● **O que fazer**
Escreva a continuação do texto sobre o clima na safra de uvas da Serra Gaúcha, começando logo após a última frase.

“Impressionante, a gente olhava a previsão e parecia que nunca mais ia chover”. Talvez em outros países, esta frase do enólogo Edegar Scortegagna, da vinícola Luiz Argenta, em Flores da Cunha, poderia parecer ter um tom de alarmismo. Mas, na época da colheita na Serra Gaúcha, a expressão reflete um regozijo pelo excepcional clima que houve no período. “Assim você vinifica com tranquilidade, toma a decisão de colher com tranquilidade. O fruto está maduro, colhe, coisa que quase nunca acontece por aqui”, comentou.
O clima no Rio Grande do Sul e Santa Catarina, especialmente durante a vindima, levou quase todos os enólogos e produtores a trabalhar com o sentimento de estarem vivendo um momento ímpar na vitivinicultura brasileira.
“Houve um índice de chuva muito baixo, inclusive causando problemas hídricos nas cidades, mas, para o vinho, foi fantástico. A safra 2005 foi muito boa, de 2011 e 2018, boas, e este ano impressionou. Não choveu. Nos tintos houve maturação fenólica plena. Foi um ano espetacular”, comemorou Flávio Zilio, enólogo da vinícola Aurora.
O “clima perfeito” começou, segundo dados da Embrapa Uva e Vinho, de Bento Gonçalves, ainda em novembro passado, com chuvas abaixo da média. Dados enviados pela pesquisadora Maria Emília Borges Alves revelam ainda que as temperaturas estiveram acima da média, assim como o quociente de maturação.

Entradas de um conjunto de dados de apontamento
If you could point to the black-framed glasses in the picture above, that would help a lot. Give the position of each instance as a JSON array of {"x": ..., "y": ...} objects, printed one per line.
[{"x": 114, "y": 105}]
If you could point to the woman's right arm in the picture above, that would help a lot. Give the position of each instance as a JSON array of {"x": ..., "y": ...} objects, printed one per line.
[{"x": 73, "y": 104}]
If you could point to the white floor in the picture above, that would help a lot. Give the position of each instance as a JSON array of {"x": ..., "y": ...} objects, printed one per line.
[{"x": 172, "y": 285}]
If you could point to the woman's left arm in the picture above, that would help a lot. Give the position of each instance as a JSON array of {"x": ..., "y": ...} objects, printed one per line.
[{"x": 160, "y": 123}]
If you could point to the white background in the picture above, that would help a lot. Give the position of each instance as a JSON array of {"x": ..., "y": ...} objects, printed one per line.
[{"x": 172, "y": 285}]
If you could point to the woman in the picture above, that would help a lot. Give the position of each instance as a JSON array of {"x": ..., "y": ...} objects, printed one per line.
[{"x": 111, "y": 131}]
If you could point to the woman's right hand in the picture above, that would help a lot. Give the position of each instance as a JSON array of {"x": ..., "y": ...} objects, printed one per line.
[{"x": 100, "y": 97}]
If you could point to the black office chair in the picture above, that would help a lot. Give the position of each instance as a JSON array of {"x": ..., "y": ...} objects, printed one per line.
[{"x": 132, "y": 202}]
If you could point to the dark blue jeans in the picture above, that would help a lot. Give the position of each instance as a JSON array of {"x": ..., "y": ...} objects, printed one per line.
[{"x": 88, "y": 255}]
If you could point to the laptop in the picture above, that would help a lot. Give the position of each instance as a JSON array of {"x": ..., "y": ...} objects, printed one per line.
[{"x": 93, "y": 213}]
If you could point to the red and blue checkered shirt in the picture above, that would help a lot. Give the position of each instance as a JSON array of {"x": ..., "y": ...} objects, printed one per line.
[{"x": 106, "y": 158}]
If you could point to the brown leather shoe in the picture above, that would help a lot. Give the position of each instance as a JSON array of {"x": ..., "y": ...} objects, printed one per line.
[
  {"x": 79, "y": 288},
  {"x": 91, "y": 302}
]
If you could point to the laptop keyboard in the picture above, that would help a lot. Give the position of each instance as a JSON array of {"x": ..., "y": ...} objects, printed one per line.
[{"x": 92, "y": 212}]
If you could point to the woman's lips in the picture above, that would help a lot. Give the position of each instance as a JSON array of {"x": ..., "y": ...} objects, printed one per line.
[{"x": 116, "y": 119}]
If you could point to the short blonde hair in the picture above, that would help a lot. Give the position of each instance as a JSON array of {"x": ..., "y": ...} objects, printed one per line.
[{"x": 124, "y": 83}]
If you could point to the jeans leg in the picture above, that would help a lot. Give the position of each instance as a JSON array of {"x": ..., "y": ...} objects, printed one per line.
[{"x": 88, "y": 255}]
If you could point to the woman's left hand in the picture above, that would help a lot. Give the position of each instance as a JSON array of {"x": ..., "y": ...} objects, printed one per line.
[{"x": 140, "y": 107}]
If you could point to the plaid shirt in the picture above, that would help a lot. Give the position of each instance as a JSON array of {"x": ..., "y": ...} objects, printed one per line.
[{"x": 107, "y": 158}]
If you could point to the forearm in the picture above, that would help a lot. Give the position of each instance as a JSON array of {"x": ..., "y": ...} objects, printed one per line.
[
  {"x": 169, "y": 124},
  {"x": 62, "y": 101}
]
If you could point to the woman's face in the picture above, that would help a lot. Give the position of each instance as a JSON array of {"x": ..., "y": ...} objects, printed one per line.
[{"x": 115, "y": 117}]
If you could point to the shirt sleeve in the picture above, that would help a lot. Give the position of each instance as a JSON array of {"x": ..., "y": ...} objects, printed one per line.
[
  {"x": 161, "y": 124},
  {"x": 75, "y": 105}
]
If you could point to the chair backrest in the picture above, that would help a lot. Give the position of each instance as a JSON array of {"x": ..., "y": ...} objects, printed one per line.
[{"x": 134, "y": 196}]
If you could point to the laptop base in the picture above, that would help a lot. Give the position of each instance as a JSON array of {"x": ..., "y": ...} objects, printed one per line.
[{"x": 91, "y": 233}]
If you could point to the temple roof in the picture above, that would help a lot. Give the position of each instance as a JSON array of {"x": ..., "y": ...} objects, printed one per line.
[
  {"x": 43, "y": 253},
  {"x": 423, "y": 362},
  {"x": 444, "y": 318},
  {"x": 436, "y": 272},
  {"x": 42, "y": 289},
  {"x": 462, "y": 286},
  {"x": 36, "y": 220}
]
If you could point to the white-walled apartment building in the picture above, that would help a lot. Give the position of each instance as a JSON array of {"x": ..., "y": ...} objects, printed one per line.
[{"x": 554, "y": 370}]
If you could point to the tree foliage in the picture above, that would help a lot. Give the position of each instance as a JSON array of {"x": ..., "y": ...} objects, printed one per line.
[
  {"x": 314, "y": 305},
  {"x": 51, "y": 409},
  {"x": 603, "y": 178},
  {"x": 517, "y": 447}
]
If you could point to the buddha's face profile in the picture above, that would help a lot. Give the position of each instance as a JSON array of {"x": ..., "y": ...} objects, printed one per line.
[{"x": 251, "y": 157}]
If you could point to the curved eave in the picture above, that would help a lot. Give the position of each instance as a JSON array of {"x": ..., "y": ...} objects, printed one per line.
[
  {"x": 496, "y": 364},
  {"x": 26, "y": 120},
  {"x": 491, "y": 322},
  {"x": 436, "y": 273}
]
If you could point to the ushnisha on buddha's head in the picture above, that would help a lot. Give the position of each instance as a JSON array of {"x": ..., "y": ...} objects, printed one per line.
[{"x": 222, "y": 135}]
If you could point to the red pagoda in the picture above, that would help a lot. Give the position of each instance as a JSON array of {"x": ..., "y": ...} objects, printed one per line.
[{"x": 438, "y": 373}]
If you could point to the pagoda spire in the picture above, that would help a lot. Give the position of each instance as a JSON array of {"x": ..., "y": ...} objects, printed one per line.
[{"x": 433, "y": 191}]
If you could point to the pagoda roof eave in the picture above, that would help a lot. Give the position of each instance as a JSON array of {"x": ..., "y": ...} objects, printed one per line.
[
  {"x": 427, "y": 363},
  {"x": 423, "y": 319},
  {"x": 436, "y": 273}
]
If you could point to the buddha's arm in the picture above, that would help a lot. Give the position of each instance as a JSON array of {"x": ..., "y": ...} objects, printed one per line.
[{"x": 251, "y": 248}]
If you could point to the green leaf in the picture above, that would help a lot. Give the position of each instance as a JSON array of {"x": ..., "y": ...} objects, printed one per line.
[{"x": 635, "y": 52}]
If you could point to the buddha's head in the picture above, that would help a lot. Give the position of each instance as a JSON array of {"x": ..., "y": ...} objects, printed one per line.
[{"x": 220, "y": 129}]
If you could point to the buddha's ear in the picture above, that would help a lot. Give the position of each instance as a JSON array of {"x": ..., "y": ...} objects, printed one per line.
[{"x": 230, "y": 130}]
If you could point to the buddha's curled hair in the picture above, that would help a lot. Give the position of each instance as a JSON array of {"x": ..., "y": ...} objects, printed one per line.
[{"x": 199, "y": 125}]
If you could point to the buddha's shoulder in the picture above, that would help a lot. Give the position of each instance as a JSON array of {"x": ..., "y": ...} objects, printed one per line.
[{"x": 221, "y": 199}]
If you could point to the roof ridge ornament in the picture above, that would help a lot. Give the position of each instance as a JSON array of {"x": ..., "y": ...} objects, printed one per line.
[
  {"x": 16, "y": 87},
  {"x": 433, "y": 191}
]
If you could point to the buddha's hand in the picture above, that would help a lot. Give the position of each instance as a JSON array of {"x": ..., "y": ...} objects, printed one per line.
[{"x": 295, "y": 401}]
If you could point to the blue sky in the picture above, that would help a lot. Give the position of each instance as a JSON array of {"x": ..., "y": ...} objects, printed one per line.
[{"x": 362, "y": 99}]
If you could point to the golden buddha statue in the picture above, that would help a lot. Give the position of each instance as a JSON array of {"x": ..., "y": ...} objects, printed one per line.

● **Resposta escrita**
Condições perfeitas
Um dos entusiastas da safra 2020 é o enólogo uruguaio Alejandro Cardoso, que trabalha em projetos em diversas regiões do sul. “Choveu muito na primavera, aí se pensou que poderia complicar, mas, a partir de dezembro, começou a secar e não choveu. Com temperatura alta, as uvas foram amadurecendo. Na Serra, foi seco, mas nem tanto, caiu uma garoa, uma chuva esporádica, que mantinha o grão inchado. Depois, em janeiro, caiu a temperatura à noite, com dias batendo 30ºC e noites indo a 22º, 18ºC. Ou seja, uma maturação lenta, com uvas sadias. Na Campanha já foi muito mais seco, uma seca histórica, com muito calor”, listou.
Quem também aponta um panorama ligeiramente diferente na Campanha Gaúcha é o enólogo português Miguel Almeida, do grupo Miolo, que passou 71 dias direto em vindima — Projeto Fortaleza do Seival Vineyards.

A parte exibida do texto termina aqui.